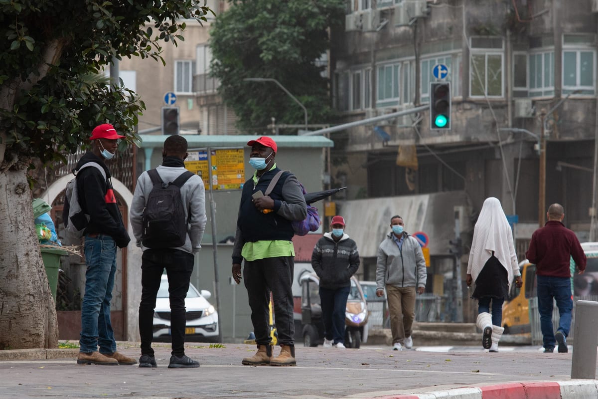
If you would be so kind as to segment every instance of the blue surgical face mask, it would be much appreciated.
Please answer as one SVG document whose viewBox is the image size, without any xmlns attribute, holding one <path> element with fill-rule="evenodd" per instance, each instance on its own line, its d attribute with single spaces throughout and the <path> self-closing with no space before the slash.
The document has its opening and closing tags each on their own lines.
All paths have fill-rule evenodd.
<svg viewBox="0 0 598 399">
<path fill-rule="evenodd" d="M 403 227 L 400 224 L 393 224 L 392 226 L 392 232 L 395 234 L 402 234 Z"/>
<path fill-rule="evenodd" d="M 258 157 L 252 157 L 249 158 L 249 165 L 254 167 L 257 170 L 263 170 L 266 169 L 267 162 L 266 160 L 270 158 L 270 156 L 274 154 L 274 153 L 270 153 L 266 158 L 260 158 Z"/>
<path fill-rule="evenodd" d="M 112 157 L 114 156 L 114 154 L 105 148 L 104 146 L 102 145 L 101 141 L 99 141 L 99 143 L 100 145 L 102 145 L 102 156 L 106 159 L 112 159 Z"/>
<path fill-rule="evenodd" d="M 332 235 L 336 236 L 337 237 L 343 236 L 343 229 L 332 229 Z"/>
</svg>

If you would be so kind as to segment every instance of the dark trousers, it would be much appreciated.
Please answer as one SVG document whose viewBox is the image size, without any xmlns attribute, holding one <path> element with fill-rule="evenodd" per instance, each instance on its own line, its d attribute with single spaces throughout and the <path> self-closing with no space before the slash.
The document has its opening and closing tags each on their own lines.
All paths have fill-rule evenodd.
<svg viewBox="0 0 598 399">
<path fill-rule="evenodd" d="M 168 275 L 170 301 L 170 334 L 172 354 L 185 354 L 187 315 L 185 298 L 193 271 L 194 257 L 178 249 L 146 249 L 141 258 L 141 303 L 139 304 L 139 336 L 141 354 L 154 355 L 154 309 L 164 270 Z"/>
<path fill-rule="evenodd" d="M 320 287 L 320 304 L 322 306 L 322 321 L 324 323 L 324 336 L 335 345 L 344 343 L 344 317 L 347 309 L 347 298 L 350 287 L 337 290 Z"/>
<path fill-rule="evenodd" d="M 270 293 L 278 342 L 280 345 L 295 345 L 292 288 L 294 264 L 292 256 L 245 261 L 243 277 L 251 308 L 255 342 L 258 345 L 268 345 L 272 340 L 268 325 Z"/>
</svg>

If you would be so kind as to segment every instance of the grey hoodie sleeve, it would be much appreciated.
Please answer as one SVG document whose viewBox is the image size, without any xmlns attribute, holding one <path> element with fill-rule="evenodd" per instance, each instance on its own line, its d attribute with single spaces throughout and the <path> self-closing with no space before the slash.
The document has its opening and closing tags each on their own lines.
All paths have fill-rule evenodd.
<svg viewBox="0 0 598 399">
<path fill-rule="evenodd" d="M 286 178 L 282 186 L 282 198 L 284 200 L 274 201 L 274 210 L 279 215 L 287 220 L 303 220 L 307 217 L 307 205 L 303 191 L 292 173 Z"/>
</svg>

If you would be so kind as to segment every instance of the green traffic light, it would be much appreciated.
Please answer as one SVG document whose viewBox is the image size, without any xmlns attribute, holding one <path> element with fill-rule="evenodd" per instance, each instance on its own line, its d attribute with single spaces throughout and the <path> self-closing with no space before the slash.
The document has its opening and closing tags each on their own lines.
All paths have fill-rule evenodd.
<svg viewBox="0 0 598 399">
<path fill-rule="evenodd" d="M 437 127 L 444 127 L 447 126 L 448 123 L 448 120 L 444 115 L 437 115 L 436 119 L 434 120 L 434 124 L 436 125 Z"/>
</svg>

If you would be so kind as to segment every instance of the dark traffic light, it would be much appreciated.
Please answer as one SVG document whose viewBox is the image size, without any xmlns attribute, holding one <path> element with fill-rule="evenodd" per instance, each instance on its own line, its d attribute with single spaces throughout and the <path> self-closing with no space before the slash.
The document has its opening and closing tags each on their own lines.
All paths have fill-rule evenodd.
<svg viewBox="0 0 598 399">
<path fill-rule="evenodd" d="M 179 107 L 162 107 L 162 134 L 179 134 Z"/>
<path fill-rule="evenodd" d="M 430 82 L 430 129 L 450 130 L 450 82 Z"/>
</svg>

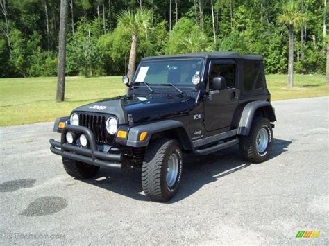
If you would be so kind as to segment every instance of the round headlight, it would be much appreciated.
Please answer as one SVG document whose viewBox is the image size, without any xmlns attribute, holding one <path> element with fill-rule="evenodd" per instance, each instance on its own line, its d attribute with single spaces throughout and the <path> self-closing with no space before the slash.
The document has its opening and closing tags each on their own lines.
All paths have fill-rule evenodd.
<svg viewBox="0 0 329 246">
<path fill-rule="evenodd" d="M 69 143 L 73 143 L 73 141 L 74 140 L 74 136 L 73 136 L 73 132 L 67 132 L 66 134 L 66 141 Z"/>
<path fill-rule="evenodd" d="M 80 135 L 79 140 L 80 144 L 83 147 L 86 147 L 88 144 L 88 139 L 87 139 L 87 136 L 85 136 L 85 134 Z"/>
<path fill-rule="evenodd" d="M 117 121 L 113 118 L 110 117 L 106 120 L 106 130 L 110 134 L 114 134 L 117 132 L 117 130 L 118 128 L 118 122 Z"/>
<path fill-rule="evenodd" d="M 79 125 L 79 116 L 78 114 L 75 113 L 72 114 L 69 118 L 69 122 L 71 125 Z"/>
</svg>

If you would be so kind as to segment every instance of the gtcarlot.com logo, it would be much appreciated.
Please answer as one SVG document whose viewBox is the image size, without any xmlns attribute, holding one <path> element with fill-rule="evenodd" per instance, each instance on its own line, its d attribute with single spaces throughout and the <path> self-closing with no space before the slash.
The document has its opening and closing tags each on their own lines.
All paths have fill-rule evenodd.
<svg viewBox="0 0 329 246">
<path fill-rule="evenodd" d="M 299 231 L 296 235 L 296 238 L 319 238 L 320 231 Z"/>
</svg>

* **BRIEF**:
Return, word for word, every line from the line with "headlight, it would be much appreciated." to the final line of the data.

* **WRITTEN ANSWER**:
If you would be so kind as to segment every instance of the round headlight, it would be much appreciated.
Please answer as one SVG document whose viewBox is the image size, without any xmlns attribute, holding one <path> element with fill-rule="evenodd" per instance, each instance on its own line, its d attribute with single spaces throughout and the <path> self-closing with no space before the slash.
The document has its opening and closing tags each on their own lines.
All paths have fill-rule evenodd.
<svg viewBox="0 0 329 246">
<path fill-rule="evenodd" d="M 69 143 L 73 143 L 73 141 L 74 140 L 74 136 L 73 136 L 73 132 L 67 132 L 66 134 L 66 141 Z"/>
<path fill-rule="evenodd" d="M 80 135 L 79 140 L 80 144 L 83 147 L 86 147 L 88 144 L 88 139 L 87 139 L 87 136 L 85 136 L 85 134 Z"/>
<path fill-rule="evenodd" d="M 117 121 L 113 118 L 110 117 L 106 120 L 106 130 L 110 134 L 114 134 L 117 132 L 117 130 L 118 128 L 118 122 Z"/>
<path fill-rule="evenodd" d="M 79 125 L 79 116 L 78 114 L 75 113 L 72 114 L 69 118 L 69 122 L 71 125 Z"/>
</svg>

If you would be so kind as to segment every instance of the gtcarlot.com logo, it would be much appreciated.
Please answer as one SVG document whose viewBox is the image size, without any xmlns attribute, holding one <path> element with fill-rule="evenodd" per instance, each instance on its own line, its d attribute with single spaces throughout and the <path> self-closing with no space before the slash.
The document has its opening and closing tags each on their own lines.
All paths have fill-rule evenodd.
<svg viewBox="0 0 329 246">
<path fill-rule="evenodd" d="M 299 231 L 296 235 L 296 238 L 319 238 L 320 231 Z"/>
</svg>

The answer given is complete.